What to produce:
Output as a JSON list of strings, one per line, the lines of the records below starting with the line containing "Question. Indicate one point on each instance of the curb" and going on through the line containing "[(359, 219), (543, 217)]", leaving out blank lines.

Data rows:
***

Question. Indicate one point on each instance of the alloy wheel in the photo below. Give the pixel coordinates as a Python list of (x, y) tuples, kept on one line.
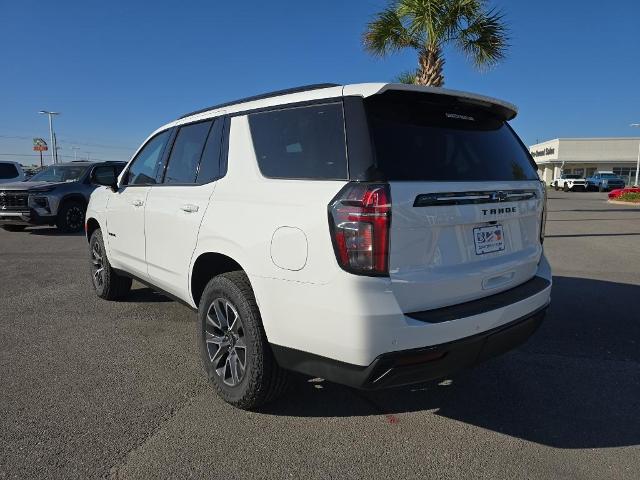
[(225, 342), (97, 265)]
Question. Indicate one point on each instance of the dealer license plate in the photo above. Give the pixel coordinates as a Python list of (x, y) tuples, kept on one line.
[(488, 239)]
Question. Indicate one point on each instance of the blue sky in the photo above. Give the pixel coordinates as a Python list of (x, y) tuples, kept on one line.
[(119, 69)]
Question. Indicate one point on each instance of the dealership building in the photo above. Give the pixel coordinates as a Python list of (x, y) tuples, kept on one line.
[(583, 156)]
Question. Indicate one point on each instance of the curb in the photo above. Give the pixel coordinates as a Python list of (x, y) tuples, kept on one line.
[(618, 202)]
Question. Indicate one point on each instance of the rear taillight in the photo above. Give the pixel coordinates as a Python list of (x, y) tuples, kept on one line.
[(359, 219), (543, 217)]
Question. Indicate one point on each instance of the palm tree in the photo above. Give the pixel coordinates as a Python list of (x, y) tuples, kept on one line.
[(427, 26)]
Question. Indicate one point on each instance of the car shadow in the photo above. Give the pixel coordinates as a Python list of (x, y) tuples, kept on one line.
[(52, 231), (145, 294), (574, 384)]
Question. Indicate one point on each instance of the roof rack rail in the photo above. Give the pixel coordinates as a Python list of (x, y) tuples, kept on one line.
[(304, 88)]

***

Finished answer:
[
  "Question. Indicate one point on each instance of the curb in the photo above. Give the pixel coordinates as a Python list of (x, y) tuples, kept on one line.",
  "[(618, 202)]",
  "Question. Indicate one point on each instance of the rear taillight in the photo above. Give the pixel coordinates as a Python list of (x, y) tuples, kept on one line.",
  "[(359, 219), (543, 217)]"
]